» **Short exercise**: Format the listing below as a two-column CSV with the headers input and output. Give one row for each text paired with the answer that follows it, put each value in one quoted field with line breaks turned into spaces, and leave out the pictures.
* * *
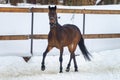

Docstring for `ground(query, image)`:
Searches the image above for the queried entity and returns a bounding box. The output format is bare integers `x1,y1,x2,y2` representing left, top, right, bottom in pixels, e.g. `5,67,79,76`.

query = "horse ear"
48,6,51,9
55,5,57,10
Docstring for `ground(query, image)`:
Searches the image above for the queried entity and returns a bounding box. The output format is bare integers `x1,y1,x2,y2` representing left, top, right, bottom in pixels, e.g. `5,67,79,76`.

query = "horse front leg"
59,48,63,73
41,46,52,71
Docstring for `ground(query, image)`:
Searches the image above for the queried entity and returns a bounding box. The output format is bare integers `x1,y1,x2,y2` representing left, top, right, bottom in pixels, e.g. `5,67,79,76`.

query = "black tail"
78,37,91,61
* * *
» **Exercise answer**:
input,output
"Docstring for `ground(query, image)`: Searches the image above for the queried entity and returns a bounding box. The output format is bare integers `x1,y1,x2,y2` representing left, top, right, bottom in pixels, e.g. `5,67,79,76`. query = ""horse ear""","48,6,51,9 55,5,57,10"
"Docstring for `ground(query, image)`: Searches the image above for the queried entity and returns a bounding box. The output format is bare integers `x1,y1,x2,y2` representing left, top, right, bottom in pixels, e.g. `5,67,79,76`. query = ""horse front leg""","59,48,63,73 41,46,52,71"
"Docstring for `ground(query, image)`: Searches the image above for the queried entity and returns a bounding box. The output format is bare integers `x1,y1,x2,y2` representing left, top, right, bottom in pixels, e.g. `5,67,79,76`. query = ""black tail""","78,37,91,61"